● Given exercise:
Omit all images. Transcribe the rest of the material below exactly.

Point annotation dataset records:
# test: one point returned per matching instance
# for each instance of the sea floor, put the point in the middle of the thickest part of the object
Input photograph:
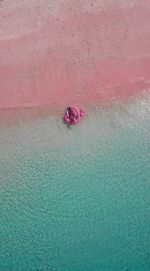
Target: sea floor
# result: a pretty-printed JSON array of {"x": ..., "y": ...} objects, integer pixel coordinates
[{"x": 77, "y": 199}]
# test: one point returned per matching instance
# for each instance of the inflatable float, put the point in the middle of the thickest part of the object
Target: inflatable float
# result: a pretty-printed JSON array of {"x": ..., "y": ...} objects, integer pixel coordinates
[{"x": 73, "y": 115}]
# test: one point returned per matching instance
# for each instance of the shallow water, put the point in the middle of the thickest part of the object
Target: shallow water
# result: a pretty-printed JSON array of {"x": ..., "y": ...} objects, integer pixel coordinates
[{"x": 77, "y": 199}]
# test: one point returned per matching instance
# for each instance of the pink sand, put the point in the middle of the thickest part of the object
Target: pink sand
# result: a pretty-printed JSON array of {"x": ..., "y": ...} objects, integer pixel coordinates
[{"x": 73, "y": 51}]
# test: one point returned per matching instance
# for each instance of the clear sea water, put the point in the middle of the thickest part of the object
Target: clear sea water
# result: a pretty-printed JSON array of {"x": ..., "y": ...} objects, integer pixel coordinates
[{"x": 77, "y": 199}]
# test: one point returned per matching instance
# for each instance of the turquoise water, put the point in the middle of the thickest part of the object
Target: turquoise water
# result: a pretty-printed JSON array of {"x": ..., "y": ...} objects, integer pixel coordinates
[{"x": 77, "y": 199}]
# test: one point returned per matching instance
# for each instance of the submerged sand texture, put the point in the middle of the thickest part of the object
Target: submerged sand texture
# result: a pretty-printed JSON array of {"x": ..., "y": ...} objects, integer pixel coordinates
[{"x": 60, "y": 52}]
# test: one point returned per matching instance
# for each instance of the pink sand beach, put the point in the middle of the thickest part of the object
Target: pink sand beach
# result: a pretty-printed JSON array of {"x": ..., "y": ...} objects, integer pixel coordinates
[{"x": 73, "y": 52}]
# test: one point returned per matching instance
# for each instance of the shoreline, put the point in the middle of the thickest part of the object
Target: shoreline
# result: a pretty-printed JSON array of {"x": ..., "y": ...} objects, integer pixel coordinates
[{"x": 12, "y": 116}]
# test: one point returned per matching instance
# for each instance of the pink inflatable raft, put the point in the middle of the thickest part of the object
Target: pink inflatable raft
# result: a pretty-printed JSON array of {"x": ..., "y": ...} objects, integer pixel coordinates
[{"x": 73, "y": 115}]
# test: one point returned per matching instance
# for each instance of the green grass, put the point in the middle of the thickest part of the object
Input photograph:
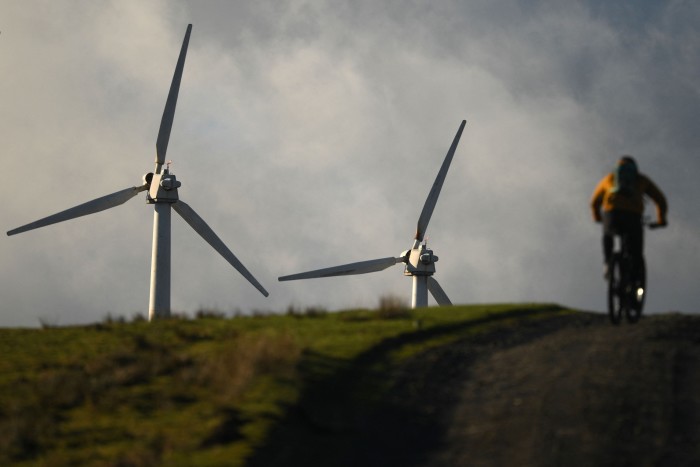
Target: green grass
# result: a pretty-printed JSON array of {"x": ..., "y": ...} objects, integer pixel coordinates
[{"x": 206, "y": 391}]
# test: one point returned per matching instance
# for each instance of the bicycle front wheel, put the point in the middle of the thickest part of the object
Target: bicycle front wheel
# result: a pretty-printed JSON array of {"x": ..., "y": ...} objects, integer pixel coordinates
[
  {"x": 616, "y": 296},
  {"x": 638, "y": 294}
]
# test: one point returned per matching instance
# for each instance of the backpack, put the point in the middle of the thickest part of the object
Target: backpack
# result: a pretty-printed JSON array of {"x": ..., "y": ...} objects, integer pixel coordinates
[{"x": 625, "y": 179}]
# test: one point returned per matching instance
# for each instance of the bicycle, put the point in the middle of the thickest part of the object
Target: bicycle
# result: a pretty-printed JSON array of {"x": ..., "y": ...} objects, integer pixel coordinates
[{"x": 626, "y": 287}]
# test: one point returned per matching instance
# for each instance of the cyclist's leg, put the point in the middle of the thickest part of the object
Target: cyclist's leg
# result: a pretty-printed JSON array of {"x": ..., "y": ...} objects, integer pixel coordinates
[{"x": 635, "y": 241}]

● Exercise response:
# test: one point returned per matching instance
# for each instance of the sea floor, put the point in the middle of the thickest part of the object
Input photograph:
Target: sea floor
# result: a pretty-printed JSON array of {"x": ..., "y": ...} objects, integer pixel coordinates
[{"x": 77, "y": 199}]
# test: one point returned per matching instance
# for each instance of the inflatable float, put the point in the middle of the thickest part of the object
Target: inflatable float
# result: a pretty-printed JSON array of {"x": ..., "y": ...} objects, integer pixel coordinates
[{"x": 73, "y": 115}]
# test: one point returned per matching instance
# for each instance of the shallow water, put the point in the middle of the thickest part of the object
Target: shallow water
# result: a pretty-printed JSON array of {"x": ..., "y": ...} objects, integer pixel coordinates
[{"x": 77, "y": 199}]
# test: one point returned per matching instance
# for each instance of the pink sand, put the point in the middle of the thickest part of the object
Target: pink sand
# result: a pretty-printed JSON array of {"x": ..., "y": ...} objects, integer pixel coordinates
[{"x": 73, "y": 51}]
# test: one point returned per matching instance
# for each instance of the clear sea water, put the point in the middle of the thickest part of the object
Target: clear sea water
# result: a pretty-printed JSON array of {"x": ..., "y": ...} objects, integer pixel coordinates
[{"x": 77, "y": 199}]
# test: one point returned per matching instance
# for each instance of the turquoise water, put the point in the middle of the thickest part of the object
Target: turquoise water
# result: a pretty-printed JSON array of {"x": ..., "y": ...} objects, integer pixel coordinates
[{"x": 77, "y": 199}]
# test: one point returned per matching instance
# for each instance of the submerged sand texture, put the point in the middle of the thickest part of the object
Target: submerged sand texture
# result: a pretty-printed JSON array of {"x": ..., "y": ...} objects, integer pixel coordinates
[{"x": 60, "y": 52}]
# test: one point returned per matching instance
# for each instance of the pink sand beach, put the point in the middle of the thickest part of the object
Target: pink sand beach
# result: a pretty-printed JSON array of {"x": ..., "y": ...} objects, integer pixel coordinates
[{"x": 73, "y": 52}]
# test: one point returned per matching instance
# for each instance of the shoreline, put the point in the middle of the thickest part of the object
Target: shoreline
# result: a pretty-printed JSON array of {"x": ..., "y": ...} objects, integer pixel coordinates
[{"x": 12, "y": 116}]
# test: one point returned per matching instance
# for each instance of the pink inflatable raft, put the point in the middle of the thickest part of the object
Target: pink inflatable raft
# result: a pretty-printed JSON array of {"x": ..., "y": ...} objects, integer pixel coordinates
[{"x": 73, "y": 115}]
# test: one point returned per matching instance
# for each instance of the green grass, put the point in the middle of the thickest part of the object
Input photograph:
Target: green grass
# result: a pretty-printed JSON array of {"x": ..., "y": ...} objects, integer pixel coordinates
[{"x": 206, "y": 391}]
# test: one point returned per matching instance
# for each instance of the bicycle front wheel, put the point in the middle of the thickest part of the object
Target: bicycle front wheel
# result: a pretty-printed JSON array of {"x": ..., "y": ...} objects, integer pixel coordinates
[
  {"x": 616, "y": 296},
  {"x": 638, "y": 294}
]
# test: one point returned per matching instance
# for each instance of the backpack, put the point in the middle of the thickest part of the object
Target: backpack
# result: a pretty-printed JSON array of {"x": ..., "y": ...} objects, integer pixel coordinates
[{"x": 625, "y": 179}]
# test: one point returned per matching instance
# for each instance of the bicycle, put the point in the middle of the thickest part of the object
Target: bicycle
# result: a pretty-printed JSON array of {"x": ..., "y": ...} objects, integer pixel coordinates
[{"x": 626, "y": 287}]
# test: one point returned per matching instance
# for each instance of the cyclist's leg, put the point in the middle of the thickest part of the object
Target: cyclist's leg
# result: a pretty-printed JSON array of {"x": ..., "y": ...} objects, integer pixel coordinates
[{"x": 635, "y": 241}]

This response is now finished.